> TASK DETAILS:
Please copy all of the records below character for character, and leave the pictures out of your copy.

(Saved data entries)
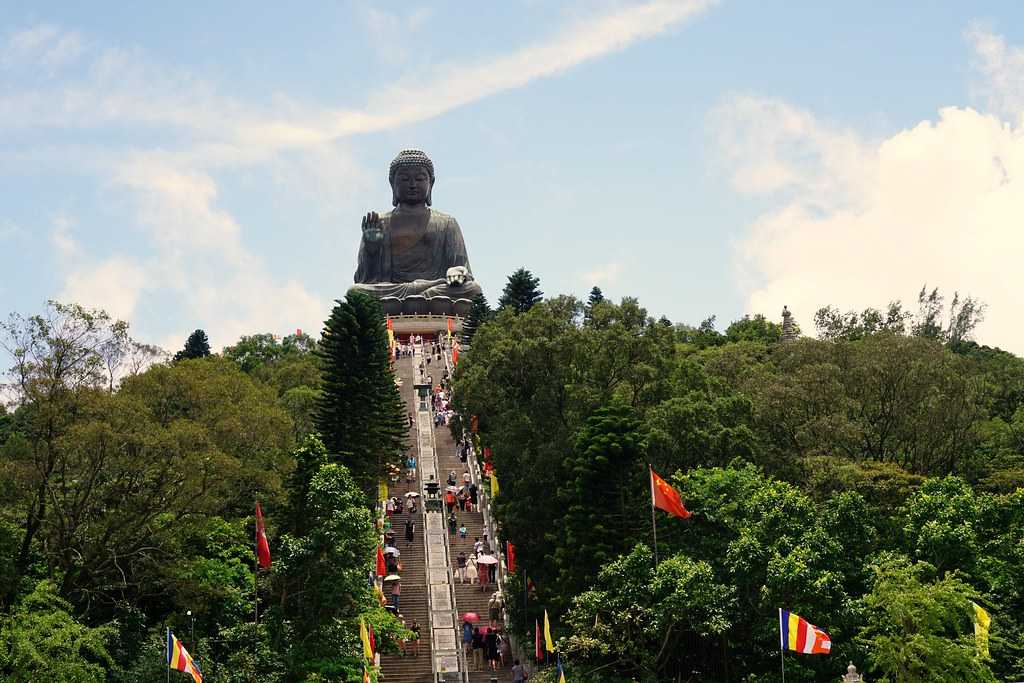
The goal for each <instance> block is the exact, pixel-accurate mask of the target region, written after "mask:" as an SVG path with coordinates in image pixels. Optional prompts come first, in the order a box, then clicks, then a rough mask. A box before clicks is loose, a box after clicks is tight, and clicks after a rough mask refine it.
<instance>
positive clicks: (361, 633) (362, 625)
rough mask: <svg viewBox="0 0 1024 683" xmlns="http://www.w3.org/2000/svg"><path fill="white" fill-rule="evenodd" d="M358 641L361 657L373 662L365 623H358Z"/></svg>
mask: <svg viewBox="0 0 1024 683" xmlns="http://www.w3.org/2000/svg"><path fill="white" fill-rule="evenodd" d="M359 640H361V641H362V656H365V657H366V658H368V659H370V660H371V661H373V658H374V650H373V648H372V647H370V632H369V631H367V623H366V622H362V621H360V622H359Z"/></svg>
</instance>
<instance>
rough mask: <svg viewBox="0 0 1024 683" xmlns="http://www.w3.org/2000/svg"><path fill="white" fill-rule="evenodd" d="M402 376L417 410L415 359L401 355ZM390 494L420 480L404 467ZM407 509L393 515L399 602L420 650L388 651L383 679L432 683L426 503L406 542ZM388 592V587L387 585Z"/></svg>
mask: <svg viewBox="0 0 1024 683" xmlns="http://www.w3.org/2000/svg"><path fill="white" fill-rule="evenodd" d="M395 369H396V371H397V374H398V378H399V379H400V380H401V388H400V392H401V396H402V398H403V399H404V401H406V404H407V411H408V412H410V413H412V412H415V411H416V404H415V394H414V390H413V384H414V378H413V374H414V372H415V368H414V366H413V362H412V359H411V358H406V357H403V358H399V359H398V361H397V364H396V368H395ZM409 443H410V450H411V452H412V453H414V454H415V453H416V431H415V427H413V428H411V429H410V434H409ZM388 485H389V495H390V496H397V497H398V498H401V499H402V500H403V501H408V500H409V499H408V498H407V497H406V494H407V493H410V492H414V493H420V481H419V478H418V477H417V479H416V480H414V481H412V482H408V481H407V478H406V474H404V470H402V475H401V476H400V477H399V478H398V480H397V481H389V482H388ZM406 510H407V512H403V513H402V514H397V513H396V514H395V515H394V516H393V517H392V518H391V524H392V528H393V530H394V533H395V537H396V543H397V547H398V550H399V552H400V553H401V556H400V559H401V572H400V575H401V597H400V602H399V613H400V614H401V616H402V618H404V620H406V625H407V626H412V625H413V621H414V620H415V621H416V623H417V624H419V626H420V653H419V656H416V657H414V656H413V654H412V647H410V648H409V651H408V652H407V654H406V655H404V656H401V655H399V654H385V655H382V656H381V673H382V674H383V675H384V676H383V680H385V681H386V682H387V683H432V681H433V674H432V667H431V656H432V651H431V638H430V616H429V613H428V608H427V566H426V552H425V550H424V545H423V504H422V499H419V502H418V505H417V512H416V514H415V515H414V521H415V523H416V531H415V536H414V539H413V543H412V544H409V543H407V542H406V536H404V526H406V520H407V519H408V517H409V512H408V506H407V507H406ZM384 592H385V593H387V592H388V589H387V587H385V589H384Z"/></svg>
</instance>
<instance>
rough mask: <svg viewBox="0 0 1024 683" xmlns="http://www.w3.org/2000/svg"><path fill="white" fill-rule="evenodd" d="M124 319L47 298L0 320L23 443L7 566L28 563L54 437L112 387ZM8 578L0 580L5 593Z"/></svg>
mask: <svg viewBox="0 0 1024 683" xmlns="http://www.w3.org/2000/svg"><path fill="white" fill-rule="evenodd" d="M130 341H131V340H130V339H129V337H128V326H127V324H125V323H123V322H121V321H115V319H114V318H112V317H111V316H110V315H108V314H106V313H105V312H104V311H101V310H89V309H86V308H83V307H82V306H79V305H75V304H62V303H59V302H56V301H50V302H48V303H47V308H46V311H45V312H44V313H42V314H39V315H32V316H30V317H24V316H22V315H18V314H16V313H15V314H11V315H10V317H9V318H8V321H7V322H6V323H4V324H2V325H0V346H2V347H3V348H4V349H5V350H6V351H7V352H8V353H9V354H10V356H11V357H12V358H13V361H14V365H13V367H12V368H11V369H10V371H9V372H8V376H9V377H10V379H11V383H12V385H13V389H14V392H15V398H16V400H17V403H18V404H19V405H20V407H22V410H23V411H24V414H23V415H24V419H23V420H22V425H23V427H22V431H23V433H24V435H25V437H26V447H25V449H24V450H20V453H22V454H23V455H24V457H25V462H24V466H23V467H20V468H18V471H19V476H18V481H17V485H18V486H19V487H20V489H22V490H24V492H26V495H25V496H23V497H22V501H20V505H19V506H18V508H19V509H18V514H19V515H20V516H22V518H23V519H24V525H23V528H24V533H23V536H22V541H20V544H19V549H18V552H17V557H16V559H15V560H14V571H15V573H16V574H17V575H18V577H20V575H23V574H24V573H25V572H26V570H27V569H28V567H29V564H30V562H31V560H32V554H33V551H34V548H35V542H36V538H37V535H38V533H39V532H40V529H41V528H42V527H43V525H44V524H45V523H46V522H47V520H48V516H49V512H50V507H49V504H50V492H51V488H52V487H51V479H52V478H53V477H54V476H57V475H59V473H60V470H61V468H60V462H61V456H60V452H61V439H62V438H63V436H65V435H66V434H67V433H68V431H69V429H70V428H71V427H72V425H73V424H74V422H75V419H76V417H77V415H78V414H79V413H80V411H81V410H82V408H83V405H84V403H85V402H86V401H87V400H89V398H90V397H91V396H93V395H95V394H96V393H97V392H99V391H101V390H102V389H104V388H106V389H108V390H110V389H112V388H113V384H114V376H115V373H116V372H117V368H118V361H119V359H121V358H123V357H124V356H125V354H126V352H127V349H128V347H129V345H130ZM15 587H16V584H9V585H7V586H3V587H0V591H2V592H3V598H4V600H0V602H4V601H9V600H10V599H11V597H12V595H13V591H14V589H15Z"/></svg>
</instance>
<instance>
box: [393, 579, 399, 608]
mask: <svg viewBox="0 0 1024 683" xmlns="http://www.w3.org/2000/svg"><path fill="white" fill-rule="evenodd" d="M400 601H401V582H400V581H396V582H394V583H393V584H391V604H392V605H394V610H395V611H396V612H397V611H400V610H401V607H400V604H399V603H400Z"/></svg>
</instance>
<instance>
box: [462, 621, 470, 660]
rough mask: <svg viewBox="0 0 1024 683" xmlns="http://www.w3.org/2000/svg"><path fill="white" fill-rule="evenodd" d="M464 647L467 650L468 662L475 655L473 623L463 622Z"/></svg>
mask: <svg viewBox="0 0 1024 683" xmlns="http://www.w3.org/2000/svg"><path fill="white" fill-rule="evenodd" d="M462 649H463V650H464V651H465V652H466V661H467V664H468V663H469V660H470V659H471V658H472V656H473V625H472V624H470V623H469V622H463V623H462Z"/></svg>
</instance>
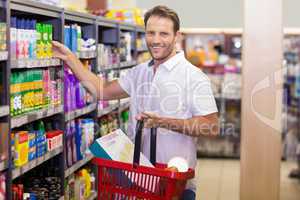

> ANSWER SPACE:
The goal for each <instance> block is the exact, pixel-accurate mask of the target region, written after "mask:" as an SVG path with coordinates in image pixels. Optional prompts come first, in the order a box, then clicks, then a rough mask. A box before clicks is loose, a box after clicks is tight, and clicks after a rough mask refine it.
<instance>
positive clicks: (361, 633) (362, 625)
rough mask: <svg viewBox="0 0 1024 683" xmlns="http://www.w3.org/2000/svg"><path fill="white" fill-rule="evenodd" d="M358 641L361 657L373 662L365 623H358Z"/></svg>
mask: <svg viewBox="0 0 1024 683" xmlns="http://www.w3.org/2000/svg"><path fill="white" fill-rule="evenodd" d="M359 640H361V641H362V656H365V657H366V658H368V659H370V660H371V661H373V658H374V650H373V648H372V647H370V632H369V631H367V623H366V622H362V621H360V622H359Z"/></svg>
</instance>
<instance>
rough mask: <svg viewBox="0 0 1024 683" xmlns="http://www.w3.org/2000/svg"><path fill="white" fill-rule="evenodd" d="M402 376L417 410L415 359L401 355ZM390 494L420 480L404 467ZM407 509L393 515L399 602L420 650L388 651L383 679L432 683L426 503L406 542ZM388 592V587L387 585Z"/></svg>
mask: <svg viewBox="0 0 1024 683" xmlns="http://www.w3.org/2000/svg"><path fill="white" fill-rule="evenodd" d="M395 369H396V371H397V374H398V378H399V379H400V380H401V388H400V392H401V396H402V398H403V399H404V401H406V404H407V411H408V412H410V413H412V412H415V411H416V404H415V394H414V390H413V384H414V378H413V374H414V372H415V368H414V366H413V362H412V359H411V358H406V357H403V358H399V359H398V361H397V364H396V368H395ZM409 443H410V450H411V452H412V453H414V454H415V453H416V431H415V427H413V428H411V429H410V434H409ZM388 485H389V495H390V496H397V497H398V498H401V499H402V500H403V501H408V500H409V499H408V498H407V497H406V494H407V493H410V492H414V493H420V481H419V478H418V477H417V479H416V480H414V481H412V482H408V481H407V478H406V474H404V470H402V475H401V476H400V477H399V478H398V480H397V481H389V482H388ZM406 510H407V512H403V513H402V514H397V513H396V514H395V515H394V516H393V517H392V518H391V524H392V528H393V530H394V533H395V537H396V543H397V547H398V550H399V552H400V553H401V556H400V559H401V572H400V575H401V597H400V602H399V613H400V614H401V616H402V618H404V620H406V625H407V626H412V625H413V621H414V620H415V621H416V623H417V624H419V626H420V653H419V656H416V657H414V656H413V654H412V647H410V648H409V651H408V652H407V654H406V655H404V656H401V655H399V654H385V655H382V656H381V673H382V674H383V675H384V676H383V680H385V681H386V682H387V683H432V681H433V674H432V667H431V656H432V651H431V638H430V616H429V613H428V608H427V566H426V552H425V550H424V545H423V504H422V499H419V502H418V505H417V512H416V514H415V515H414V521H415V523H416V531H415V536H414V539H413V543H412V544H409V543H407V542H406V536H404V526H406V520H407V519H408V517H409V512H408V506H407V507H406ZM384 592H385V593H387V592H388V589H387V587H385V589H384Z"/></svg>
</instance>
<instance>
rough mask: <svg viewBox="0 0 1024 683" xmlns="http://www.w3.org/2000/svg"><path fill="white" fill-rule="evenodd" d="M124 319L47 298L0 320L23 443L7 566L28 563L54 437L112 387ZM8 578L0 580L5 593Z"/></svg>
mask: <svg viewBox="0 0 1024 683" xmlns="http://www.w3.org/2000/svg"><path fill="white" fill-rule="evenodd" d="M130 341H131V340H130V339H129V337H128V326H127V324H125V323H123V322H121V321H115V319H114V318H112V317H111V316H110V315H108V314H106V313H105V312H104V311H101V310H89V309H86V308H83V307H82V306H79V305H75V304H62V303H59V302H56V301H50V302H48V303H47V308H46V311H45V312H44V313H42V314H39V315H32V316H30V317H24V316H22V315H18V314H16V313H15V314H11V315H10V317H9V318H8V321H7V322H6V323H4V324H2V325H0V346H2V347H3V348H4V349H5V350H6V351H7V352H8V353H9V354H10V356H11V357H12V358H13V361H14V365H13V367H12V368H11V369H10V371H9V372H8V376H9V377H10V379H11V383H12V385H13V389H14V392H15V398H16V400H17V403H18V404H19V405H20V407H22V410H23V411H24V414H23V415H24V419H23V420H22V425H23V427H22V431H23V433H24V435H25V437H26V447H25V449H24V450H20V453H22V454H23V455H24V457H25V462H24V466H23V467H20V468H18V471H19V476H18V481H17V485H18V486H19V487H20V489H22V490H24V492H26V495H25V496H23V497H22V501H20V505H19V506H18V508H19V509H18V514H19V515H20V516H22V518H23V519H24V525H23V528H24V533H23V536H22V541H20V544H19V549H18V552H17V557H16V559H15V560H14V571H15V573H16V574H17V575H18V577H20V575H23V574H24V573H25V572H26V570H27V569H28V567H29V564H30V562H31V560H32V554H33V551H34V548H35V542H36V538H37V535H38V533H39V532H40V529H41V528H42V527H43V525H44V524H45V523H46V522H47V520H48V516H49V512H50V507H49V504H50V492H51V488H52V487H51V479H52V478H53V477H54V476H57V475H59V473H60V470H61V468H60V462H61V456H60V452H61V439H62V438H63V436H65V435H66V434H67V433H68V431H69V429H70V428H71V427H72V425H73V424H74V422H75V419H76V417H77V415H78V414H79V413H80V411H81V410H82V408H83V405H84V403H85V402H86V401H87V400H89V398H90V397H91V396H93V395H95V394H96V393H97V392H99V391H101V390H102V389H104V388H106V389H108V390H110V389H112V388H113V384H114V376H115V373H116V372H117V368H118V361H119V359H121V358H123V357H124V356H125V354H126V352H127V349H128V347H129V345H130ZM15 587H16V584H9V585H7V586H3V587H0V591H2V592H3V598H4V600H0V602H4V601H9V600H10V599H11V597H12V595H13V591H14V589H15Z"/></svg>
</instance>
<instance>
box: [393, 579, 399, 608]
mask: <svg viewBox="0 0 1024 683" xmlns="http://www.w3.org/2000/svg"><path fill="white" fill-rule="evenodd" d="M400 601H401V582H400V581H396V582H394V583H393V584H391V604H392V605H394V610H395V611H396V612H397V611H400V610H401V607H400V604H399V603H400Z"/></svg>
</instance>
<instance>
box: [462, 621, 470, 660]
rough mask: <svg viewBox="0 0 1024 683" xmlns="http://www.w3.org/2000/svg"><path fill="white" fill-rule="evenodd" d="M464 647L467 650L468 662L475 655L473 623L463 622Z"/></svg>
mask: <svg viewBox="0 0 1024 683" xmlns="http://www.w3.org/2000/svg"><path fill="white" fill-rule="evenodd" d="M462 649H463V650H464V651H465V652H466V661H467V664H468V663H469V660H470V659H471V658H472V656H473V625H472V624H470V623H469V622H463V623H462Z"/></svg>
</instance>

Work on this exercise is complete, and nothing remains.